**Directive**:
Render every line of the records below as a Markdown table with the columns "Row" and "Line," numbering the rows and skipping blank lines. Leave the pictures out of the table.

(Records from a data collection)
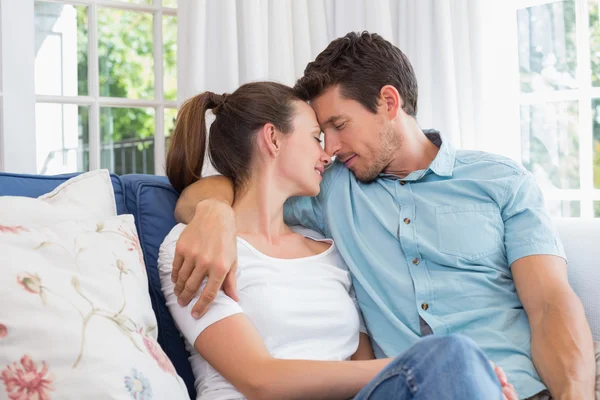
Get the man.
[173,33,595,400]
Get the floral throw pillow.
[0,173,189,400]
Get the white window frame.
[514,0,600,218]
[0,0,177,175]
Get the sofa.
[0,173,600,399]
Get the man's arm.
[511,255,596,400]
[171,176,238,318]
[175,175,234,224]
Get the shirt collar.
[423,129,456,176]
[380,129,456,181]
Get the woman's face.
[277,101,331,196]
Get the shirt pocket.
[436,203,504,261]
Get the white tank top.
[158,224,366,400]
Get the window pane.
[546,200,581,218]
[35,2,88,96]
[521,101,579,189]
[35,103,90,175]
[165,108,177,153]
[592,99,600,189]
[117,0,152,4]
[163,15,177,100]
[517,0,577,92]
[98,8,154,99]
[589,0,600,86]
[100,107,154,175]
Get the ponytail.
[166,92,226,192]
[166,82,299,192]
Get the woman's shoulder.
[162,223,187,246]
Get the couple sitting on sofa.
[159,33,595,400]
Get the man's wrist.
[555,386,594,400]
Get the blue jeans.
[354,335,502,400]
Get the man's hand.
[490,361,519,400]
[171,199,239,318]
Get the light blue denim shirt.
[284,131,565,397]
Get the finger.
[173,258,200,298]
[177,266,206,307]
[192,273,225,319]
[502,386,519,400]
[223,261,240,301]
[494,367,508,386]
[171,249,184,283]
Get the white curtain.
[178,0,516,151]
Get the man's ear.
[379,85,404,120]
[258,123,281,157]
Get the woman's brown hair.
[166,82,300,192]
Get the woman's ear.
[259,123,281,157]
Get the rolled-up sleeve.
[502,172,567,265]
[158,224,243,346]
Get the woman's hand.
[490,361,519,400]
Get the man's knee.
[421,335,486,364]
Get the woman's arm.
[194,314,391,400]
[352,332,375,361]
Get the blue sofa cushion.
[0,173,128,214]
[122,175,196,399]
[0,173,196,399]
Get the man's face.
[311,86,399,182]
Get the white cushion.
[0,171,189,399]
[554,218,600,341]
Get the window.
[34,0,177,174]
[516,0,600,217]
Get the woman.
[159,82,516,400]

**Finished exercise**:
| Row | Line |
|---|---|
| 1 | Get the man. |
| 2 | [173,33,595,400] |
| 3 | Get the floral throw pillow. |
| 4 | [0,173,189,400] |
| 5 | Get the white window frame. |
| 6 | [514,0,600,218] |
| 7 | [0,0,177,175] |
| 8 | Get the sofa. |
| 9 | [0,173,600,399] |
| 10 | Get the man's arm. |
| 11 | [511,255,596,400] |
| 12 | [171,176,238,318] |
| 13 | [175,175,234,224] |
| 14 | Get the shirt collar. |
| 15 | [423,129,456,176] |
| 16 | [380,129,456,181] |
| 17 | Get the woman's face. |
| 18 | [277,101,331,196] |
| 19 | Get the shirt pocket. |
| 20 | [436,203,504,261] |
| 21 | Get the white tank top. |
| 22 | [158,224,366,400] |
| 23 | Get the window pane. |
| 24 | [546,200,581,218] |
| 25 | [35,2,88,96] |
| 26 | [521,101,579,189] |
| 27 | [35,103,90,175] |
| 28 | [165,108,177,153] |
| 29 | [592,99,600,189] |
| 30 | [117,0,152,4] |
| 31 | [163,15,177,100] |
| 32 | [517,0,577,92] |
| 33 | [98,8,154,99] |
| 34 | [589,0,600,86] |
| 35 | [100,107,154,175] |
| 36 | Get the ponytail. |
| 37 | [166,92,226,192] |
| 38 | [166,82,299,192] |
| 39 | Get the woman's shoulder. |
| 40 | [162,223,187,246] |
| 41 | Get the couple sitting on sofa. |
| 42 | [159,33,595,400] |
| 43 | Get the man's wrist. |
| 44 | [555,386,594,400] |
| 45 | Get the blue jeans. |
| 46 | [354,335,502,400] |
| 47 | Get the man's hand. |
| 48 | [490,361,519,400] |
| 49 | [171,199,239,318] |
| 50 | Get the light blue denim shirt. |
| 51 | [284,131,565,397] |
| 52 | Get the finger. |
| 53 | [173,258,200,298] |
| 54 | [177,266,206,307] |
| 55 | [192,273,225,319] |
| 56 | [502,386,519,400] |
| 57 | [223,261,240,301] |
| 58 | [494,367,508,386] |
| 59 | [171,249,184,283] |
| 60 | Get the white curtain. |
| 61 | [178,0,516,151] |
| 62 | Get the man's ear. |
| 63 | [379,85,404,120] |
| 64 | [258,123,281,157] |
| 65 | Get the woman's brown hair. |
| 66 | [166,82,300,192] |
| 67 | Get the woman's ear. |
| 68 | [259,123,281,157] |
| 69 | Get the rolled-up sleeve. |
| 70 | [502,172,567,265] |
| 71 | [158,224,243,346] |
| 72 | Get the woman's hand. |
| 73 | [490,361,519,400] |
| 74 | Get the man's knee. |
| 75 | [421,335,486,364] |
| 76 | Get the woman's arm. |
| 77 | [194,314,391,400] |
| 78 | [352,332,375,361] |
| 79 | Get the blue sofa cushion. |
| 80 | [0,173,128,214] |
| 81 | [122,175,196,399] |
| 82 | [0,173,196,399] |
| 83 | Get the man's face. |
| 84 | [311,86,399,182] |
| 85 | Get the white cushion. |
| 86 | [0,171,189,399] |
| 87 | [554,218,600,341] |
| 88 | Get the window. |
| 89 | [34,0,177,174] |
| 90 | [516,0,600,217] |
| 91 | Get the woman. |
| 92 | [159,82,516,400] |